> [TESTO FORNITO]:
::::

Durante l’incontro dal titolo Meno occupate, meno pagate, #Inclusione Donna ha presentato il programma di 10 istanze su occupazione e rappresentanza femminile confrontandosi con un gruppo trasversale di rappresentanti istituzionali fra cui la sottosegretaria al ministero dello Sviluppo Economico Alessandra Todde (M5s), Francesca Ballacci delegata dalla ministra per le Pari Opportunità, l’onorevole Marina Berlinghieri (Pd), la senatrice Annamaria Parente (Italia Viva) e il senatore William De Vecchis(Lega).
Eliminazione del pay-gap, misure di sostegno al reddito della lavoratrice madre e di supporto alla genitorialità, aumento del periodo di congedo di paternità obbligatorio, adeguamento del congedo parentale, secondo le recenti direttive comunitarie, e istituzione della commissione parlamentare permanente per le Pari Opportunità, sono solo alcune delle proposte discusse durante l’evento. In particolare, #Inclusione Donna chiede che le Istituzioni adottino nuove ed efficaci politiche e misure per favorire l’occupazione e l'imprenditoria femminile anche con nuove forme di incentivi per l’accesso al credito e al mercato delle agevolazioni fiscali. Il network chiede inoltre l’adozione di misure che favoriscano l’effettiva parità tra uomini e donne nel mondo del lavoro, la promozione politiche di welfare a favore di chi si dedica alla cura della famiglia e il raggiungimento di un’occupazione femminile almeno del 60%, con l’istituzione di un Osservatorio per monitorarne il raggiungimento. Per quanto riguarda la presenza femminile all’interno delle Istituzioni, #Inclusione Donna chiede il rispetto dell’uguaglianza nella selezione dei rappresentanti istituzionali e l’adozione di misure specifiche a favore delle pari opportunità.

::::

> [RIGHE DEL DATASET]:
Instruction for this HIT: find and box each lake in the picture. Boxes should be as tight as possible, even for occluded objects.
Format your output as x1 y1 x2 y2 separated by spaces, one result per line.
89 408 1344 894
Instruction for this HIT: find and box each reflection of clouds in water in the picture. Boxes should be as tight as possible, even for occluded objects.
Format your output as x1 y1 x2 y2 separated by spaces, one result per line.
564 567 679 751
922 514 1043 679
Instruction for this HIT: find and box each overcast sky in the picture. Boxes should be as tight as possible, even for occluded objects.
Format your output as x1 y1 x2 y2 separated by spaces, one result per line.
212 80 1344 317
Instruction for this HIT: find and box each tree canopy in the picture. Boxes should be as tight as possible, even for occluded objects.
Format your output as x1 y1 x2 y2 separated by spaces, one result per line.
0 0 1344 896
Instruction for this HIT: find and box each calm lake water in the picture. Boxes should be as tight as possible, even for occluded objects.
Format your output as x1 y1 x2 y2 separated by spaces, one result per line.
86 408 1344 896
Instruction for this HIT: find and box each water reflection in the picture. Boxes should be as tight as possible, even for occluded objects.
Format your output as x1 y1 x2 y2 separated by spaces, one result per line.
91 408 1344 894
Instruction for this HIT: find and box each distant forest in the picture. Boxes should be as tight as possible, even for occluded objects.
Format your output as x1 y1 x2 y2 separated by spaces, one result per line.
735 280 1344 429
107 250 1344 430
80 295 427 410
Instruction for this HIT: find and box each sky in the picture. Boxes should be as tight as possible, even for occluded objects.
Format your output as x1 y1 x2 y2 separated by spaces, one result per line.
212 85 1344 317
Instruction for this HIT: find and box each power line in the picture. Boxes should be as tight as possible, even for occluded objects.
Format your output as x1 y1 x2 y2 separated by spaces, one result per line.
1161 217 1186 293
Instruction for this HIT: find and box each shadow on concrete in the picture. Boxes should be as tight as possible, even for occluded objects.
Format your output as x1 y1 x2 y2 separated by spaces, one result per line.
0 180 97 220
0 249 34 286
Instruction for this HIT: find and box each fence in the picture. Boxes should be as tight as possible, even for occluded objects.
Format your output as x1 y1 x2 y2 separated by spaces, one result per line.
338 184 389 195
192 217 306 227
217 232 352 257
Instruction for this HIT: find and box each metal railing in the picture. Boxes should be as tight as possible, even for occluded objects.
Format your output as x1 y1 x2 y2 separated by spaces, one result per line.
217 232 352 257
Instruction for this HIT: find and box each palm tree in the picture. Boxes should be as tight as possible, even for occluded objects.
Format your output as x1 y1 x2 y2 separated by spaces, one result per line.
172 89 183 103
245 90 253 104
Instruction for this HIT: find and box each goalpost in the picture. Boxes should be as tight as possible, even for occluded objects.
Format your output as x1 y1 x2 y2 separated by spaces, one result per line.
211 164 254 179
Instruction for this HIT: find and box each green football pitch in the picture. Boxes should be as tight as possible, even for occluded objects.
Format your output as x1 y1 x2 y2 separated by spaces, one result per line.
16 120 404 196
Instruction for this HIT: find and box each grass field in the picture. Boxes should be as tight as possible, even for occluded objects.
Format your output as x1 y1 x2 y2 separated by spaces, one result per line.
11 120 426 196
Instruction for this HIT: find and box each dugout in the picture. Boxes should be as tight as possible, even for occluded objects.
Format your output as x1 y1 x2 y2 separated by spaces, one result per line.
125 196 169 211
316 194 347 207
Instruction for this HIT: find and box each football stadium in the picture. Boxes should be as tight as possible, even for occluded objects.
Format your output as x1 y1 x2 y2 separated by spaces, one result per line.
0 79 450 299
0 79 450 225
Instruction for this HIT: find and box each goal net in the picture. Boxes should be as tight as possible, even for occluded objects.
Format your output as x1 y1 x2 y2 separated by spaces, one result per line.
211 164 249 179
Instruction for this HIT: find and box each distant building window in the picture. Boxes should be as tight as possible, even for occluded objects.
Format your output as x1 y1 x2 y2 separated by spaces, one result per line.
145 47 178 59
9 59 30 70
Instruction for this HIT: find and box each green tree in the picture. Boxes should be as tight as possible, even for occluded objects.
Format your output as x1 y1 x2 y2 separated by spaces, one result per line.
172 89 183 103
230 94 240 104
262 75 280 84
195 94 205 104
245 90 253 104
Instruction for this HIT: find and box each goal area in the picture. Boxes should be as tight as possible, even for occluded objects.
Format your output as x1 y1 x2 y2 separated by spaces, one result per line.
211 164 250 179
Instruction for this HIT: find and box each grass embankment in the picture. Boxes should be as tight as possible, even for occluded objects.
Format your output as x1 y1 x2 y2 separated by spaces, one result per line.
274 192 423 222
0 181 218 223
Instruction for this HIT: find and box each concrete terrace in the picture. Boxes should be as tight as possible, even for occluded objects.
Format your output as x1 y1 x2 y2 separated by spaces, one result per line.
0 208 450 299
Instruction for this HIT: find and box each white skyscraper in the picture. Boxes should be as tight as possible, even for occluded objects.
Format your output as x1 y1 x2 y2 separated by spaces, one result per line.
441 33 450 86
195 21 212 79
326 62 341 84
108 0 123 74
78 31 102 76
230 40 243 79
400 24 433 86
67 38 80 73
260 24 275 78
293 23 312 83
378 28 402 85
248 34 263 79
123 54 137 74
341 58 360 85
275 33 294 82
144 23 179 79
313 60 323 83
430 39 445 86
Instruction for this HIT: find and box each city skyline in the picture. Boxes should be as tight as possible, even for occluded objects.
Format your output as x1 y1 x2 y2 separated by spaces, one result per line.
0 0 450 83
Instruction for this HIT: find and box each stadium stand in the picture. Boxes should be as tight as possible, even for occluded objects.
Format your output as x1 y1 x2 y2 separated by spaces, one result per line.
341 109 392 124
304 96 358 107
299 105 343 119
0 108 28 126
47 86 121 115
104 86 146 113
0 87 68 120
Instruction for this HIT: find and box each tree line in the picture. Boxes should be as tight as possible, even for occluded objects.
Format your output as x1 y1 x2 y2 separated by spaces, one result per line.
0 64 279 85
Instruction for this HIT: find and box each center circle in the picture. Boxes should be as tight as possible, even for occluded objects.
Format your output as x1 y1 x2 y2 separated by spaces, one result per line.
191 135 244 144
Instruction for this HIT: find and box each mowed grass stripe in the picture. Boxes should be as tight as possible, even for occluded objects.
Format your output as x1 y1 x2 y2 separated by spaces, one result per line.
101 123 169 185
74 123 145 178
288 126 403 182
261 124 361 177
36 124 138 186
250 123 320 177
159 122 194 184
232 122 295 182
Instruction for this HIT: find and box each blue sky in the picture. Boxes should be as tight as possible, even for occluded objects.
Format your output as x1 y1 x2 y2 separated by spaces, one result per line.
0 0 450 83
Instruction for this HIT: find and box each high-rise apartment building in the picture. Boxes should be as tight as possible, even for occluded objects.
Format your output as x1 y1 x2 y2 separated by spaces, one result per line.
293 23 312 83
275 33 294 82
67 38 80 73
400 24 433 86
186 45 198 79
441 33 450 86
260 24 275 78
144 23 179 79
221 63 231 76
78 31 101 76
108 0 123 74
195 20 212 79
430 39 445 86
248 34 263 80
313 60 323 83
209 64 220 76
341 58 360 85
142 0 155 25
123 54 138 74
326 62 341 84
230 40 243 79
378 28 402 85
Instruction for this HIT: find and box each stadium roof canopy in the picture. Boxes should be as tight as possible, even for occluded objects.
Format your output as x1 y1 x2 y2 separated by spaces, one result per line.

::::

Per ciascuna affermazione, indica se concorda con il testo sull'incontro di #Inclusione Donna: rispondi sì o no e riporta tra virgolette le parole del testo che lo decidono.
1. #Inclusione Donna ha presentato un programma di 10 istanze.
2. Il network chiede un'occupazione femminile almeno del 50%.
3. Marina Berlinghieri ha partecipato all'incontro come senatrice.

> [RISPOSTA]:
1. Sì: "ha presentato il programma di 10 istanze su occupazione e rappresentanza femminile".
2. No: "il raggiungimento di un’occupazione femminile almeno del 60%".
3. No: "l’onorevole Marina Berlinghieri (Pd)".